--- BEGIN ---
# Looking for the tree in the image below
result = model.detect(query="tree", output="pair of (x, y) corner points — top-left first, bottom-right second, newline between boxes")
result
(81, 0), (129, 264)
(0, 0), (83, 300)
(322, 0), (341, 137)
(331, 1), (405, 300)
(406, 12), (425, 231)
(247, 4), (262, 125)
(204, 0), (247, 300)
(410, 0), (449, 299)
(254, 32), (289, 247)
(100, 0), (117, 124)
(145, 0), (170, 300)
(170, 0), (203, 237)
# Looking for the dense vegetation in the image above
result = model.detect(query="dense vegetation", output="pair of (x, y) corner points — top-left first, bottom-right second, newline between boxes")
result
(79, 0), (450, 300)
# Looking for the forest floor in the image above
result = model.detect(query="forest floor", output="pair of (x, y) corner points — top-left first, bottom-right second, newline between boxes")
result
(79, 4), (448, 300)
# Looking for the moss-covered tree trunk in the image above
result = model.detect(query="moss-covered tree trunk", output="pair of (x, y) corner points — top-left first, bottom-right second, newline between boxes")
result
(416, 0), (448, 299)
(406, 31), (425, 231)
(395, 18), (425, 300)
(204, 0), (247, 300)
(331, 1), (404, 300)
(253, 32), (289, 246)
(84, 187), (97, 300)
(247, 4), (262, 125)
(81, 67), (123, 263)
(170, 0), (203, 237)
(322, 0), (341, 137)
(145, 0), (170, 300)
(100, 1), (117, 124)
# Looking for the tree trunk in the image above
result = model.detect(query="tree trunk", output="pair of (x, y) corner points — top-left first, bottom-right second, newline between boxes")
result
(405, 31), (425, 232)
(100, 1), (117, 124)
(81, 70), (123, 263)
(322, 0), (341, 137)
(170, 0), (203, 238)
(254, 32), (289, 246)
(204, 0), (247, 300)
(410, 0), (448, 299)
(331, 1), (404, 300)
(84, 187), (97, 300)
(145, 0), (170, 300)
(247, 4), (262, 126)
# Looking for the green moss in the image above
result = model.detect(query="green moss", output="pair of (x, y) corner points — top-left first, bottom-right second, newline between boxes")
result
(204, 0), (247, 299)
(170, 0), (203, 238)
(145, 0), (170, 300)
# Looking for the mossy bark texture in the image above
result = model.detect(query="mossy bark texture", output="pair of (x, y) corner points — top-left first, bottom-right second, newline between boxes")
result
--- END ---
* [Problem description] Format every line of the listing above as a JSON array of strings, one string per line, leaving out any blank lines.

* [Correct answer]
[
  "# Looking for the tree in the image below",
  "result = model.detect(query=\"tree\", output=\"pair of (x, y) corner points — top-left first, bottom-right second, newline between boxes\")",
  "result",
  "(81, 0), (129, 264)",
  "(0, 0), (83, 300)",
  "(322, 0), (341, 137)",
  "(331, 1), (405, 300)",
  "(406, 12), (425, 231)",
  "(247, 4), (262, 125)",
  "(204, 0), (247, 300)",
  "(410, 0), (449, 299)",
  "(254, 32), (289, 247)",
  "(100, 0), (117, 124)",
  "(145, 0), (170, 300)",
  "(170, 0), (203, 237)",
  "# Looking for the dense vegetation in the image above",
  "result = model.detect(query=\"dense vegetation\", output=\"pair of (x, y) corner points — top-left first, bottom-right second, newline between boxes\")",
  "result",
  "(79, 0), (450, 300)",
  "# Looking for the forest floor in the image above",
  "result = model.detect(query=\"forest floor\", output=\"pair of (x, y) corner points — top-left first, bottom-right second, newline between boxes\")",
  "result",
  "(79, 4), (448, 300)",
  "# Looking for the moss-covered tree trunk in the image above",
  "result = model.detect(query=\"moss-covered tree trunk\", output=\"pair of (x, y) corner points — top-left first, bottom-right second, newline between boxes\")",
  "result",
  "(416, 0), (448, 299)",
  "(406, 31), (425, 231)",
  "(395, 18), (425, 300)",
  "(204, 0), (247, 300)",
  "(331, 1), (404, 300)",
  "(253, 32), (289, 246)",
  "(84, 187), (97, 300)",
  "(247, 4), (262, 125)",
  "(81, 67), (123, 263)",
  "(170, 0), (203, 237)",
  "(322, 0), (341, 137)",
  "(145, 0), (170, 300)",
  "(100, 1), (117, 124)",
  "# Looking for the tree trunk in the image above",
  "result = model.detect(query=\"tree trunk\", output=\"pair of (x, y) corner points — top-left first, bottom-right second, newline between boxes\")",
  "result",
  "(405, 31), (425, 232)",
  "(100, 1), (117, 124)",
  "(81, 70), (123, 263)",
  "(322, 0), (341, 137)",
  "(170, 0), (203, 238)",
  "(254, 32), (289, 246)",
  "(204, 0), (247, 300)",
  "(410, 0), (448, 299)",
  "(331, 1), (404, 300)",
  "(84, 187), (97, 300)",
  "(145, 0), (170, 300)",
  "(247, 4), (262, 126)",
  "# Looking for the green moss in the image above",
  "result = model.detect(query=\"green moss\", output=\"pair of (x, y) corner points — top-left first, bottom-right second, newline between boxes\")",
  "result",
  "(204, 0), (247, 299)",
  "(170, 0), (203, 238)",
  "(145, 0), (170, 300)",
  "# Looking for the mossy bark texture in the image above",
  "result = model.detect(query=\"mossy bark texture\", output=\"pair of (x, y) corner points — top-left first, bottom-right second, newline between boxes\")",
  "result"
]